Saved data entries
════════

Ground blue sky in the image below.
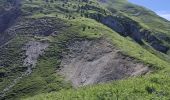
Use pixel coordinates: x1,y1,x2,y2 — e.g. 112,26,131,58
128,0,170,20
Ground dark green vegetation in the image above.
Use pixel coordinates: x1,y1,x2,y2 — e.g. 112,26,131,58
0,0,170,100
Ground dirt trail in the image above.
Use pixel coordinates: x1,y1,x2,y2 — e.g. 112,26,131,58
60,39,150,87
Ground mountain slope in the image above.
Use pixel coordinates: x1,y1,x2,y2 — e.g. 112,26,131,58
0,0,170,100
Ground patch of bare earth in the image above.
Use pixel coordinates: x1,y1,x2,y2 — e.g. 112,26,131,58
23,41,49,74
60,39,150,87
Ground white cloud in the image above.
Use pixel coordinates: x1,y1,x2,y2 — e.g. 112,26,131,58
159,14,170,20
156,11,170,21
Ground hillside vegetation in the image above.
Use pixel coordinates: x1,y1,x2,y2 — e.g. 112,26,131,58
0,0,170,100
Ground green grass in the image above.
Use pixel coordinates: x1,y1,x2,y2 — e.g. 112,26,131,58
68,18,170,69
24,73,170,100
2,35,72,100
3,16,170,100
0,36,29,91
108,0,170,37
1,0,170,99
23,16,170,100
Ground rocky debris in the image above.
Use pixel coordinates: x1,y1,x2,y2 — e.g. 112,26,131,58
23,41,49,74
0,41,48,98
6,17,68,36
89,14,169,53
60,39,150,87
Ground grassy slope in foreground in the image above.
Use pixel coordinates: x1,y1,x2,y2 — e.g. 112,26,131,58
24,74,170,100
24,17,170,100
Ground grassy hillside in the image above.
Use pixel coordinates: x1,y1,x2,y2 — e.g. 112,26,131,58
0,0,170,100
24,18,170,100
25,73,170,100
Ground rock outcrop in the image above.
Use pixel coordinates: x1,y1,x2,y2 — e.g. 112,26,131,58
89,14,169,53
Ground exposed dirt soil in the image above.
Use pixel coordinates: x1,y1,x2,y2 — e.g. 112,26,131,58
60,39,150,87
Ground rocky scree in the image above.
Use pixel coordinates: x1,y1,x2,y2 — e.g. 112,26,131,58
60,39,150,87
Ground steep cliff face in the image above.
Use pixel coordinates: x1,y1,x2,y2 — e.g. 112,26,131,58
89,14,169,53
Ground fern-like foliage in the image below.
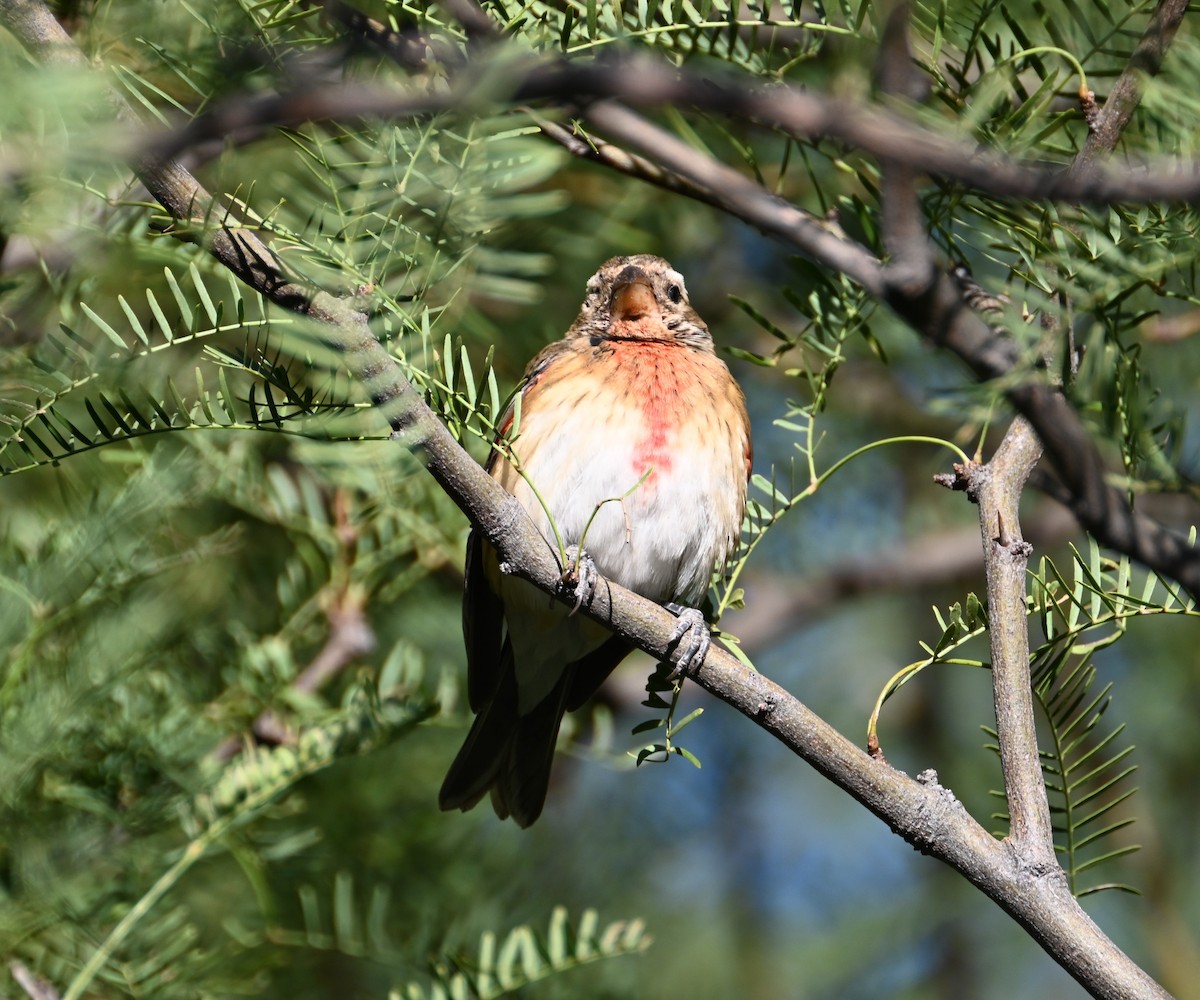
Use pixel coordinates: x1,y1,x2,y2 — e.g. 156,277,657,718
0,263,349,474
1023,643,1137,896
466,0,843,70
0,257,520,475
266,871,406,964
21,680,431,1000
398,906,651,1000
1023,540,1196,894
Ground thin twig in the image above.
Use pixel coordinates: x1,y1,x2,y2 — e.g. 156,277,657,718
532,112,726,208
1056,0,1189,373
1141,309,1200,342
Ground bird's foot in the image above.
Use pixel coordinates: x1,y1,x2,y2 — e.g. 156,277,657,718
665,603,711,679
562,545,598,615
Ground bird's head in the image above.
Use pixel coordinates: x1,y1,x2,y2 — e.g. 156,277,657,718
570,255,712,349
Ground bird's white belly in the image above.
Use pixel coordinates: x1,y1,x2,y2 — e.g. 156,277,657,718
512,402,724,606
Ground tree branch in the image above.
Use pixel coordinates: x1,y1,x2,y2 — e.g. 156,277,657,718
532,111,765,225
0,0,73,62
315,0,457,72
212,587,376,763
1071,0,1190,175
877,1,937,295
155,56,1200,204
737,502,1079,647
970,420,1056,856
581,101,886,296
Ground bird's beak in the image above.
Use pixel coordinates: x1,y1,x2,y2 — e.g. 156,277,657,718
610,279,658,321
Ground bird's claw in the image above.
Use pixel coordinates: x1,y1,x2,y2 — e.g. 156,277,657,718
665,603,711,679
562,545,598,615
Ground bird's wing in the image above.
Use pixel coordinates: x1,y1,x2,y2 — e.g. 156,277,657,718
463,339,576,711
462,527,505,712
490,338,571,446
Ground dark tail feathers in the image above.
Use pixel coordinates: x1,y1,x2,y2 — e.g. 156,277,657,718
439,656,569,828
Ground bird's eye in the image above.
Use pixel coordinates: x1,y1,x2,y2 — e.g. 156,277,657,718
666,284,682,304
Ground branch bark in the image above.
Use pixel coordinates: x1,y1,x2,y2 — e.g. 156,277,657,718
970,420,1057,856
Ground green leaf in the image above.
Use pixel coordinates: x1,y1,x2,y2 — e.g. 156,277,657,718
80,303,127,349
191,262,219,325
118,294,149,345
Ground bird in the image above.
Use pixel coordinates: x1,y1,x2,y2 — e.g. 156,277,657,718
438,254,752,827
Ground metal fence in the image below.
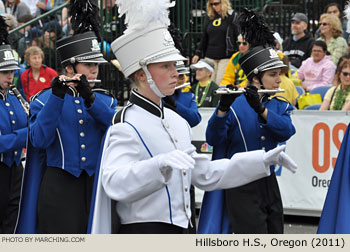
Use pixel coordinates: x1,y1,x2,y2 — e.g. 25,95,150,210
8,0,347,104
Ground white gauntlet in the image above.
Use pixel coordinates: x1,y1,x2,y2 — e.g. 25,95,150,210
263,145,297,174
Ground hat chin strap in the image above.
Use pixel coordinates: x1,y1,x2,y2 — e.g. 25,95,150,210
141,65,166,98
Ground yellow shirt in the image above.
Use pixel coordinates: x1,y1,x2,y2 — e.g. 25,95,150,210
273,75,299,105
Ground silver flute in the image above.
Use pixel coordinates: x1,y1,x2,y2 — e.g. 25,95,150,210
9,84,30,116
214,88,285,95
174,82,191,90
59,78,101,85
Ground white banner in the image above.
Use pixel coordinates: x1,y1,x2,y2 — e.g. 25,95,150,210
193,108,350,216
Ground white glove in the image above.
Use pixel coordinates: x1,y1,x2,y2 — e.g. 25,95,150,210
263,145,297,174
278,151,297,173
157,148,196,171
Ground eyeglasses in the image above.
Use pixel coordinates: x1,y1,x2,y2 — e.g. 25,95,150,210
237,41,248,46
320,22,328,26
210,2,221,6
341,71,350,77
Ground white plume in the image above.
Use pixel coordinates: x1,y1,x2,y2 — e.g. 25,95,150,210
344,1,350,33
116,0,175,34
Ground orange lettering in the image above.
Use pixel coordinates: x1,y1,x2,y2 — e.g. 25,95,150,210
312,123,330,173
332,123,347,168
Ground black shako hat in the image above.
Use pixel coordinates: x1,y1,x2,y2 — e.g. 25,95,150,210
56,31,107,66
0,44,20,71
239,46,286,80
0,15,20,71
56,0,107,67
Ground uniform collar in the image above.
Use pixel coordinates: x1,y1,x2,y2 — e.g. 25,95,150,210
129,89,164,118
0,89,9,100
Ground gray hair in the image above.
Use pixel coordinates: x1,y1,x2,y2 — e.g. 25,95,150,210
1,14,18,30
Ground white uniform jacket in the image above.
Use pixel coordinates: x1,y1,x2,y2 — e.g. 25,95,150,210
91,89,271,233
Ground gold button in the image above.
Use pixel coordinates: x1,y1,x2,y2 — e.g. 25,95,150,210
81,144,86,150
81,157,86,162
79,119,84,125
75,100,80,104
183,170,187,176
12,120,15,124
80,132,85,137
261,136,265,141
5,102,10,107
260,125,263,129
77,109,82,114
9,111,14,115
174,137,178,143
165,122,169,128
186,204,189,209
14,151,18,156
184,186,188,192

════════

**What you will do**
Before copying, set the pictures aside; then reproduce each entry above exactly.

**Answer section**
Ground blue sky in the image below.
Use pixel coordinates: x1,y1,x2,y2 — e.g. 112,26,131,58
128,0,170,20
Ground dark green vegetation in the image above.
Use pixel coordinates: x1,y1,x2,y2 — e.g. 112,26,131,58
0,0,170,100
Ground dirt trail in the image above.
Use pixel coordinates: x1,y1,x2,y2 — e.g. 112,26,131,58
60,39,150,87
Ground mountain slope in the image above.
Use pixel coordinates: x1,y1,x2,y2 — e.g. 112,26,131,58
0,0,170,100
Ground patch of bare earth in the image above.
Use pixel coordinates: x1,y1,x2,y2 — e.g. 112,26,131,58
23,41,49,74
60,39,150,87
Ground white cloud in the image above.
Use pixel coordinates: x1,y1,x2,y2 — e.g. 112,26,131,58
159,14,170,20
156,11,170,21
Ground hillside vegetation in the image above.
Use pixel coordinates: x1,y1,x2,y2 — e.g. 112,26,131,58
0,0,170,100
Ground green grass in the image above.
Use pixel coordinates: x1,y1,x2,y2 — e.g. 112,26,131,58
68,18,170,69
24,73,170,100
2,35,72,100
3,16,170,100
0,36,29,91
108,0,170,37
1,0,170,99
23,16,170,100
Ground rocky debris in the image above.
Use pixel coordinates: x1,y1,x2,y2 — e.g. 112,26,131,58
23,41,49,74
0,41,48,98
6,17,68,36
89,14,169,53
60,39,150,87
Ground grassy slope in foreground in the image above.
Use pixel coordinates: x1,y1,x2,y2 — e.g. 112,26,131,58
24,74,170,100
24,17,170,100
Ground grassy hillside in the image above.
Use pixel coordinates: x1,y1,x2,y2 — e.g. 112,26,131,58
0,0,170,100
24,18,170,100
25,73,170,100
Ground rock outcrop in the image above.
Use pixel coordinates: x1,y1,x2,y2 — e.g. 112,26,131,58
89,14,169,53
Ground exposed dirt soil in the image above.
Use pixel coordinates: x1,y1,x2,y2 — e.g. 112,26,131,58
60,39,150,87
Ground rocky scree in the image above.
Use pixel coordinates: x1,y1,x2,y2 — e.g. 112,26,131,58
60,39,150,87
Ground steep cliff face in the image above.
Use pixel coordinates: x1,y1,x2,y2 — e.g. 112,26,131,58
89,14,169,53
Ground fern-like foliage in the image below.
Use pixel coordinates: x1,y1,x2,y2 — e.g. 156,277,657,718
0,263,349,474
1023,643,1137,896
466,0,843,70
0,257,520,475
266,871,406,964
21,680,431,1000
398,906,651,1000
1023,540,1196,894
Ground thin twig in the image above.
Use pixel coordinates: x1,y1,x2,y2 — e.g. 156,277,657,718
532,112,726,208
1056,0,1189,373
1141,309,1200,342
Ground bird's foot in the image above.
Use pixel coordinates: x1,y1,x2,y2 — e.g. 156,277,657,718
665,603,711,679
562,545,598,615
Ground bird's head in the image above.
Use pixel coordinates: x1,y1,x2,y2 — e.g. 156,277,657,718
570,255,712,349
Ground bird's white belly in the image above.
Use pixel coordinates: x1,y1,x2,y2 — e.g. 156,277,657,718
512,402,724,606
Ground tree branch in the image above.
Use pixel coordinates: x1,y1,x2,y2 — e.g. 156,277,657,718
532,111,765,225
0,0,73,62
315,0,457,72
212,587,376,763
1071,0,1190,175
877,1,937,295
155,56,1200,204
737,502,1079,647
970,420,1056,856
581,101,886,296
Ground bird's beak in the image above.
Use pixel coordinates: x1,y1,x2,y2 — e.g. 156,277,657,718
610,279,658,321
Ground bird's claw in the image above.
Use pixel coordinates: x1,y1,x2,y2 — e.g. 156,277,657,718
665,603,711,679
562,545,598,615
Ground bird's wing in the image above.
Use pixel coordinates: x1,y1,x2,y2 — e.g. 156,277,657,718
463,339,576,711
462,527,505,712
490,338,571,446
Ground dark tail feathers in the image above.
Use pixel coordinates: x1,y1,x2,y2 — e.g. 156,277,657,718
439,656,569,828
Ground bird's eye in the image above.
Use pixel coordinates: x1,y1,x2,y2 — e.g. 156,277,657,718
666,284,682,304
Ground branch bark in the image above.
Use pixel coordinates: x1,y1,x2,y2 — e.g. 156,277,657,718
970,420,1057,856
Ground green leaf in the image above.
Use pixel coordinates: x1,y1,x2,y2 — e.g. 156,277,657,718
80,303,127,349
191,262,219,325
118,294,149,345
Ground bird in the image above.
Use pixel coordinates: x1,y1,x2,y2 — e.g. 156,277,657,718
438,254,752,827
Ground metal fence in the image below.
Use pixel coordinates: x1,y1,x2,y2 — e.g. 25,95,150,210
8,0,347,104
Ground white gauntlet in the image above.
Use pixel coordinates: x1,y1,x2,y2 — e.g. 25,95,150,210
263,145,297,174
Ground hat chin strap in the image above.
Use pixel coordinates: x1,y1,x2,y2 — e.g. 25,95,150,210
141,65,166,98
Ground yellow shirt in the image above.
Use pixel coordinates: x1,y1,x2,y2 — e.g. 25,95,150,210
273,75,299,105
Ground silver flute in the image above.
Use pixel coordinates: x1,y1,x2,y2 — e.g. 25,95,150,210
9,84,30,116
214,88,285,95
174,82,191,90
59,78,101,85
Ground white banner in the image above.
Use pixel coordinates: x1,y1,x2,y2 — e.g. 25,95,150,210
193,108,350,216
Ground white glove in the image above.
Use pixel coordinates: x1,y1,x2,y2 — e.g. 25,95,150,210
263,145,297,174
278,151,297,173
157,148,196,171
Ground eyeglasses in the image above.
Use pixel coordinates: x1,y1,x2,y2 — e.g. 25,95,150,210
237,41,248,46
320,22,328,26
210,2,221,6
341,71,350,77
Ground white plume in the image above.
Use pixel coordinates: x1,y1,x2,y2 — e.g. 25,95,150,210
344,1,350,33
116,0,175,34
Ground orange lettering in the image above.
Use pixel coordinates: x1,y1,x2,y2 — e.g. 25,95,150,210
312,123,330,173
332,123,347,168
Ground black shako hat in the image above.
Use pixel coordinates: x1,y1,x2,y2 — e.g. 25,95,150,210
56,31,107,66
0,44,20,71
239,46,286,80
0,15,20,71
56,0,107,67
Ground uniform collar in the image above.
Use pixel coordinates: x1,y1,x2,y2 — e.g. 25,95,150,210
129,89,164,118
0,89,9,100
Ground gray hair in the image above.
Use pixel coordinates: x1,y1,x2,y2 — e.g. 25,95,150,210
1,14,18,30
Ground white uniform jacket in the image above.
Use pixel coordinates: x1,y1,x2,y2 — e.g. 25,95,150,210
91,89,271,233
Ground gold button in the image above.
Use pixel coordinates: x1,y1,x2,y2 — e.g. 25,95,150,210
81,144,86,150
81,157,86,162
79,119,84,125
75,100,80,104
183,170,187,176
12,120,15,124
80,132,85,137
261,136,265,141
5,102,10,107
260,125,263,129
77,109,82,114
9,111,14,115
174,137,178,143
165,122,169,128
186,204,189,209
14,151,18,156
184,186,188,192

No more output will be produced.